Problems to solve:
• 1. In the recommendations text, why does Fiona Apple say she is often described as a sullen girl?
• 2. From the recommendations text, copy word for word the part that begins with the words containing "Have you ever" and ends with "Agnew (The Times)".

Reading text:
Press Play: “Sullen Girl” by Fiona Apple

RollingStone likened Fiona Apple to a caged bird singing in the late 90s. Of “Sullen Girl,” Apple explains she wrote this because she’s often described as a sullen girl because she’s quiet and tends to sink further into herself when she feels misunderstood. She croons, “They don't know I used to sail the deep and tranquil sea/ But he washed me 'shore, and he took my pearl/ And left an empty shell of me..”

Borrow from your local public library: The Summer Book by Tove Jansson

Have you ever spent a summer on a remote Finnish island? I haven’t, but this book makes me feel like I have. Jansson describes nature with utmost respect through the eyes of a child and her grandmother. It’s an open-minded book for when you want a break from the humidity of our concrete jungle.

Anti-algorithm news: “Meet the queen of the ‘trad wives’ (and her eight children)” by Megan Agnew (The Times)

[Position identification records]
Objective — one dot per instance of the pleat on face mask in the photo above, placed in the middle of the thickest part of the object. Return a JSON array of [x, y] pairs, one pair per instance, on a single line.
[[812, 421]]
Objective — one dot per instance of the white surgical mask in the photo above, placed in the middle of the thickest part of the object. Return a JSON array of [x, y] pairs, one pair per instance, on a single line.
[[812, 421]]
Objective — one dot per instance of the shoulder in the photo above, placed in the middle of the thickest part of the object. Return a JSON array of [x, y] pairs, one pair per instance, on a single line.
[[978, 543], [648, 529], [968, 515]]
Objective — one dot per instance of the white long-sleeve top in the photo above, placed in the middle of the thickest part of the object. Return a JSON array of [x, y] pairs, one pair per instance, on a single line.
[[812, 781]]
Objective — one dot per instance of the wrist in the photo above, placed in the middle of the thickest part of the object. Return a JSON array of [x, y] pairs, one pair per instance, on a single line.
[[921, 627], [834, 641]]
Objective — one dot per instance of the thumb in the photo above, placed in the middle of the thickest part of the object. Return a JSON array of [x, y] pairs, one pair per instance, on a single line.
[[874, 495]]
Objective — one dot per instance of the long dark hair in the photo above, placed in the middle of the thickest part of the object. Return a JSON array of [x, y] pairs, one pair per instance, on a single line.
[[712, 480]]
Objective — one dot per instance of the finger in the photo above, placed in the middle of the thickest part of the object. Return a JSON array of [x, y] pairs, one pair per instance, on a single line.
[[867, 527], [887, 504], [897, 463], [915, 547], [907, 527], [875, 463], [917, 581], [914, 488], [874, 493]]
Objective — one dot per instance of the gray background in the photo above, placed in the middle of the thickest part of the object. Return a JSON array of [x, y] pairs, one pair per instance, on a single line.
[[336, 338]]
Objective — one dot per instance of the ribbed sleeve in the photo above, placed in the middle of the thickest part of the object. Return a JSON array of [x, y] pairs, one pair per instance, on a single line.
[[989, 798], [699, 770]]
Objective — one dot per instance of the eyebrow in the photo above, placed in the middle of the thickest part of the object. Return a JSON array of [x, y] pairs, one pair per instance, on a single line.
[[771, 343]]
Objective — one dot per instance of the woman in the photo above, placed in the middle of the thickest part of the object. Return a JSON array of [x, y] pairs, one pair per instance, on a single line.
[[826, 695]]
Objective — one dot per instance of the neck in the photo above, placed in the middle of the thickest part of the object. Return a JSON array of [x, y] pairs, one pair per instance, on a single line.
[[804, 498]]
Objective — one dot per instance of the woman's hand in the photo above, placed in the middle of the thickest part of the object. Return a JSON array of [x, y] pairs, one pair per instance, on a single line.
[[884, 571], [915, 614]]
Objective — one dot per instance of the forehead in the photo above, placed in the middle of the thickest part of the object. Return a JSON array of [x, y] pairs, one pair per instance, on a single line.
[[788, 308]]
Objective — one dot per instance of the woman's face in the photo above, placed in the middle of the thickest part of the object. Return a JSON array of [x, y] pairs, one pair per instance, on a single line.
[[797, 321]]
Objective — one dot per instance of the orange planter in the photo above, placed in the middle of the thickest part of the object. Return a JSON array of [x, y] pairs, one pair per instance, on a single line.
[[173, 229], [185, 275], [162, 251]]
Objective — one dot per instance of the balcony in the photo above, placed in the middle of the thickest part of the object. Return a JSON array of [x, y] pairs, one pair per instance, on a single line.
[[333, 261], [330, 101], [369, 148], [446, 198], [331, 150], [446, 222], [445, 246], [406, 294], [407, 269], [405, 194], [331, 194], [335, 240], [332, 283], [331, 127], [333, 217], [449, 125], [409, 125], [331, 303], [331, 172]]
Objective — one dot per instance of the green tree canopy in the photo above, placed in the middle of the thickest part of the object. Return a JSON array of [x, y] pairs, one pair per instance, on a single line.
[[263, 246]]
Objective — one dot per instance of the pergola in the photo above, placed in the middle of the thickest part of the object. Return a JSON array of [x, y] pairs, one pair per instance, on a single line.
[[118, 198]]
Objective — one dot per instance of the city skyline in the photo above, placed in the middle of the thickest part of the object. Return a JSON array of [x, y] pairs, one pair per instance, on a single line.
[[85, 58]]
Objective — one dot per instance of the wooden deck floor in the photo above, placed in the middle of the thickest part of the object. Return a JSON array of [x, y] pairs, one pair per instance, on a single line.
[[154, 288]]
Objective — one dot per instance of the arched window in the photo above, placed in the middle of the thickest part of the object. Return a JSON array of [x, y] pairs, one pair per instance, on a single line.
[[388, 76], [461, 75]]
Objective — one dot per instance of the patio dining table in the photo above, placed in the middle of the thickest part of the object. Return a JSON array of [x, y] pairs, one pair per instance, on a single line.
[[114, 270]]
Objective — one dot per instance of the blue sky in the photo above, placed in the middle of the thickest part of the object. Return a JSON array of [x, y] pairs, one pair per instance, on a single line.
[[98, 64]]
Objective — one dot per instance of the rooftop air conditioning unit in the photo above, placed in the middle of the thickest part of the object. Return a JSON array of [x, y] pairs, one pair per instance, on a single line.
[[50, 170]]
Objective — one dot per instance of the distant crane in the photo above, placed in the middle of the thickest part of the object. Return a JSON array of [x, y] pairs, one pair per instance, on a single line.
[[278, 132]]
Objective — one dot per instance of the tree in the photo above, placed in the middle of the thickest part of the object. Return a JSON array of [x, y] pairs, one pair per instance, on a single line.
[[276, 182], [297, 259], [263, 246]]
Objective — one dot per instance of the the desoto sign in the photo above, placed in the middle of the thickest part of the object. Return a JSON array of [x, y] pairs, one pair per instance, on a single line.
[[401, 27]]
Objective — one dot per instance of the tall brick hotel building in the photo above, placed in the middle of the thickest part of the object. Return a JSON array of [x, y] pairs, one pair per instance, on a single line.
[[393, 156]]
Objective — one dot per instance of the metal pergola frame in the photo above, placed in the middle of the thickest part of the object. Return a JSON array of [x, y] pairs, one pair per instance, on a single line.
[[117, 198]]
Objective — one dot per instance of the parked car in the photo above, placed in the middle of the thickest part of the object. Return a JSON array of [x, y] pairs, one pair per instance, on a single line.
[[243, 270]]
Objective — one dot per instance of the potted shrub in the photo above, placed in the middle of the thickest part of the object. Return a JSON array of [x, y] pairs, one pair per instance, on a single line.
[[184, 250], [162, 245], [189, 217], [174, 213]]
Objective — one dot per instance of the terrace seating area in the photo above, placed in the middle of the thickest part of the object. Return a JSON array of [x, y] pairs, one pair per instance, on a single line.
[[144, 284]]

The solutions:
• 1. She is quiet and tends to sink further into herself when she feels misunderstood.

• 2.
Have you ever spent a summer on a remote Finnish island? I haven’t, but this book makes me feel like I have. Jansson describes nature with utmost respect through the eyes of a child and her grandmother. It’s an open-minded book for when you want a break from the humidity of our concrete jungle.

Anti-algorithm news: “Meet the queen of the ‘trad wives’ (and her eight children)” by Megan Agnew (The Times)